# 任务要求
将下面这篇回忆年味的文章中的这句话译成英文:“过年从‘嗒、嗒、嗒’的声音开启。”

2022-01-27 09:49   来源: 今日桐乡    作者: 陈鸿雁   编辑: 金悦欢

  寒假一至,我们便急急将老人和孩子送回乡下,他们可去地头侍弄菜园,可与村人闲谈说笑,他们可去邻家的沙堆蹲玩半晌,可去农庄的公园拔草喂羊。而年关将至,村中男女老少照例地集体打年糕、照例地抽干河浜抓鱼,村委还组织观看“村晚”、比赛剪窗花等文娱活动,充实而热闹的活动装点了冬日里小村庄寂寥的灰黑底色。但这些似乎不是我记忆深处的年味。

  只觉这“年年如此、家家如此、今年自然也如此”的年终庆典里,还有一些与热闹、欢腾不太搭调的东西,而这些东西组成我对年味的记忆,愈久愈真切。

  过年从“嗒、嗒、嗒”的声音开启。这是我的中学时代,家中尚以蚕桑为业。冬日里,桑树地的最后一批桑叶早已采摘完带回家喂羊,一根根光秃而瘦长的桑条直指苍穹,远看一片片桑树地,似一块块密密的板刷,它们要刷尽飘浮了一整年的尘埃,使它们留归泥土、呵护嫩绿的生命当春而发。此时,我的父母戴上灰黑的粗布手套,拿起磨砺过又抹了油的弹簧桑剪,把一根根桑条剪下来,“嗒、嗒、嗒”是农人劳作的韵律。听闻北方的农人到了寒冬便停歇了农事劳作,或筹备过冬,或闲居休养,而我的记忆中,家乡的农人何尝有过停歇的时节?大约只如《豳风·七月》所载的忙碌艰辛,即便日子到了大年三十、正月初一,即便外面寒霜降、风雪起、无可下地,农人们依旧在宽敞的大门间里,拆了门板铺成场地,把桑条一节一节剪下来、削成尖尖的扦头,把野桑苗剪成斜面的根,小心翼翼且迅速地将扦头插进斜面的根,然后一堆堆码齐,轻轻放置在箩筐里,再盖上一层薄膜,静置在家中阴暗潮湿处。待开春后天气转暖的晴好日子,再去田头栽种嫁接好的桑苗。可以满怀骄傲地说:当年那个十三四岁的我,完全可以胜任这项细微繁琐的工作中的两三个环节。然而,忙碌甚至辛酸的农事劳作与孩童心目中欢腾的过年,怎能搭调?

# 存储数据
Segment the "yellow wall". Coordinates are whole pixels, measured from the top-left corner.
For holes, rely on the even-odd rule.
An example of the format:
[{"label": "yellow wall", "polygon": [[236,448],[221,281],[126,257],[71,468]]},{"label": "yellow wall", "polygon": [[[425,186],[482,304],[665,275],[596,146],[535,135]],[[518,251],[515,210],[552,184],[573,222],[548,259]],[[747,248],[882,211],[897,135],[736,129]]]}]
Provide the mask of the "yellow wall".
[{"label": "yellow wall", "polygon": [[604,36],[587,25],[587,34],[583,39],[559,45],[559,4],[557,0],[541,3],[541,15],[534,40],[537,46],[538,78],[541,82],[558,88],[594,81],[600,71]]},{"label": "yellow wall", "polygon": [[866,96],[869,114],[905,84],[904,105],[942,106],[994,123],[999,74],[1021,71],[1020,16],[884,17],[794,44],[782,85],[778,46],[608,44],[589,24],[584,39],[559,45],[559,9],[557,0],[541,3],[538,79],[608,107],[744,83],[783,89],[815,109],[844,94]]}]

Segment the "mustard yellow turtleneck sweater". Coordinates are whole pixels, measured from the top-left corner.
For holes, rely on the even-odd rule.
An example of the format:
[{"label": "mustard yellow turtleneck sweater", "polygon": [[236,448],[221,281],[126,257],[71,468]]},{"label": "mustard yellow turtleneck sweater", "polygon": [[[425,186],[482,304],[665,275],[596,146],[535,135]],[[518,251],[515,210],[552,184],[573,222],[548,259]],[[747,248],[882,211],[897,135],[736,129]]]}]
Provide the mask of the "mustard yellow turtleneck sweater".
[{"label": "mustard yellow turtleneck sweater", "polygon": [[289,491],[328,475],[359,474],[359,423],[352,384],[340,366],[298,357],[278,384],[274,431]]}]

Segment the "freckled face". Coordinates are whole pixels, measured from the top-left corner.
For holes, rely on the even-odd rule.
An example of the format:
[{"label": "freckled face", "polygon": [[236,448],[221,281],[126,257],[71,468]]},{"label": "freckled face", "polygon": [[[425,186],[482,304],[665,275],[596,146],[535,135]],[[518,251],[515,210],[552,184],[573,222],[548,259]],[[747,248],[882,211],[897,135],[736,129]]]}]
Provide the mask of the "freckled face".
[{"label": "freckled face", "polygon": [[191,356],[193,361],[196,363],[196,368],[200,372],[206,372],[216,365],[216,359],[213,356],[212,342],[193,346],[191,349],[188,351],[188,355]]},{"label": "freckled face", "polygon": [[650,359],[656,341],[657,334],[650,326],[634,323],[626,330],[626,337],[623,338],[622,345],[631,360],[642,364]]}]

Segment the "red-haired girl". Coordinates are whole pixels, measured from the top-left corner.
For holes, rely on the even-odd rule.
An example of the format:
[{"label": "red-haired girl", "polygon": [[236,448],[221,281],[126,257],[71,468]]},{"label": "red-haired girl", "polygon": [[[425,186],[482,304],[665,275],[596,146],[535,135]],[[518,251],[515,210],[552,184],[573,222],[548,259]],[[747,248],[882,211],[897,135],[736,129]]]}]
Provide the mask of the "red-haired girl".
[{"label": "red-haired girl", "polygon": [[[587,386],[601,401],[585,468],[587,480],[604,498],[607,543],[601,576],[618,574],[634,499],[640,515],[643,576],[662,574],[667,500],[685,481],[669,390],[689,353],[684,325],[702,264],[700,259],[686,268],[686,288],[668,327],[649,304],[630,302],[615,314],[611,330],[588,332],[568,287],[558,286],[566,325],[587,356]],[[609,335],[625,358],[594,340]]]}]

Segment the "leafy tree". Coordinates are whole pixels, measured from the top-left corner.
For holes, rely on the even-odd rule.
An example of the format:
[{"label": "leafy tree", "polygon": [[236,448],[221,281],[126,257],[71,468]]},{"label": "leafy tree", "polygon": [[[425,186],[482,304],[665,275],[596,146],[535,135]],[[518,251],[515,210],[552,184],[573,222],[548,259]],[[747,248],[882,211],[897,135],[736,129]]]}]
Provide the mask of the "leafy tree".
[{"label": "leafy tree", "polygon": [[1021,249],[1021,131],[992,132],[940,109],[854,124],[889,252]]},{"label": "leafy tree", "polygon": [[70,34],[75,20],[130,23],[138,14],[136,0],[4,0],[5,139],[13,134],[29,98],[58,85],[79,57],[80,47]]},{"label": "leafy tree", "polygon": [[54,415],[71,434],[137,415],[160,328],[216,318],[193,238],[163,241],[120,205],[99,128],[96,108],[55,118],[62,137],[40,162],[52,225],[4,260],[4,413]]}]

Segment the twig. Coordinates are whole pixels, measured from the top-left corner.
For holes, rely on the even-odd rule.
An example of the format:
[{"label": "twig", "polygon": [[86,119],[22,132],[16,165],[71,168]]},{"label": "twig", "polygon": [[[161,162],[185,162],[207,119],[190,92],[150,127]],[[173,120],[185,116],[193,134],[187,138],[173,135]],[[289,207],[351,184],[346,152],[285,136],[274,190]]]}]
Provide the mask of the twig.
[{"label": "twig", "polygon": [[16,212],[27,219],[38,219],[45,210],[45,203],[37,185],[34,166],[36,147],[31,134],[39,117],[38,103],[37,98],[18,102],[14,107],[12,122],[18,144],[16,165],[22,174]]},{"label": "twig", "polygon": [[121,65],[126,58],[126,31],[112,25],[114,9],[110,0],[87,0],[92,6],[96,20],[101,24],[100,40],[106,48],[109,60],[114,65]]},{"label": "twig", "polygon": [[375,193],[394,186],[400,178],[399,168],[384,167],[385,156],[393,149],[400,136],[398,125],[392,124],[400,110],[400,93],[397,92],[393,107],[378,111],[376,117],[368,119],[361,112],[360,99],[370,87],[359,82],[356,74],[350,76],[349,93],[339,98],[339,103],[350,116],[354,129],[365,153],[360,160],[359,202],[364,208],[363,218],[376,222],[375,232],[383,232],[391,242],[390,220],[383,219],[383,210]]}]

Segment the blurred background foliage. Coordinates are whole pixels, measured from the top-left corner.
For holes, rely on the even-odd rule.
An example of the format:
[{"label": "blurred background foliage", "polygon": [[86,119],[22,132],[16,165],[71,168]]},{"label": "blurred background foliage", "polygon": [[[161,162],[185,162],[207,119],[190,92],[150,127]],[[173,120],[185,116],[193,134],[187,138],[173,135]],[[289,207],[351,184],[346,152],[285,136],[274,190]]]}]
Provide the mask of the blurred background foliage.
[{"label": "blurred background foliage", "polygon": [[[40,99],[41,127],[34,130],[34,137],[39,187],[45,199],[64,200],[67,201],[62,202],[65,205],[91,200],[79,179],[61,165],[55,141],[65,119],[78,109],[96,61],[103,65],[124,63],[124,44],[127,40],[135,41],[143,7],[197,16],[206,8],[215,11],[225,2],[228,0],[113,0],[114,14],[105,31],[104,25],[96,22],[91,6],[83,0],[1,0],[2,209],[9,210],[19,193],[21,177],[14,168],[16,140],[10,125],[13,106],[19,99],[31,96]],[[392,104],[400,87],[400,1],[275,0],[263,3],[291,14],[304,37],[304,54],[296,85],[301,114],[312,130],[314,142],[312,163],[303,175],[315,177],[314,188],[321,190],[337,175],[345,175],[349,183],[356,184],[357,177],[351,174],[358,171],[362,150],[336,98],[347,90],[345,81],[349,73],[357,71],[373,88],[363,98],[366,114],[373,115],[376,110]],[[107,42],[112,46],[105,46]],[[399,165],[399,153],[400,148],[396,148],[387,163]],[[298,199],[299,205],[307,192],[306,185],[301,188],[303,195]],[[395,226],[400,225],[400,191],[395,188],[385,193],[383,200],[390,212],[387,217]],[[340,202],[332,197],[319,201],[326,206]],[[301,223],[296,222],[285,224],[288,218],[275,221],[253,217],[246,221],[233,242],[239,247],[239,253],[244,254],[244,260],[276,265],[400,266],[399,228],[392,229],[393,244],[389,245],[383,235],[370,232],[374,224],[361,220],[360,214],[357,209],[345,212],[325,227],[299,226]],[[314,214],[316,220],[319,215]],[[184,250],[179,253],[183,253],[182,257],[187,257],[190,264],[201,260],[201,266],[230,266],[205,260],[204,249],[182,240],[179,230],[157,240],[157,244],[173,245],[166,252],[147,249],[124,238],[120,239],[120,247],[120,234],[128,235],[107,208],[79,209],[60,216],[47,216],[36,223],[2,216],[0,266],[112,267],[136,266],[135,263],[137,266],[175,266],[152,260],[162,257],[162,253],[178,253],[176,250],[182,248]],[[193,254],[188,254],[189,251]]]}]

# 回答内容
The New Year began with the sound of "ta, ta, ta."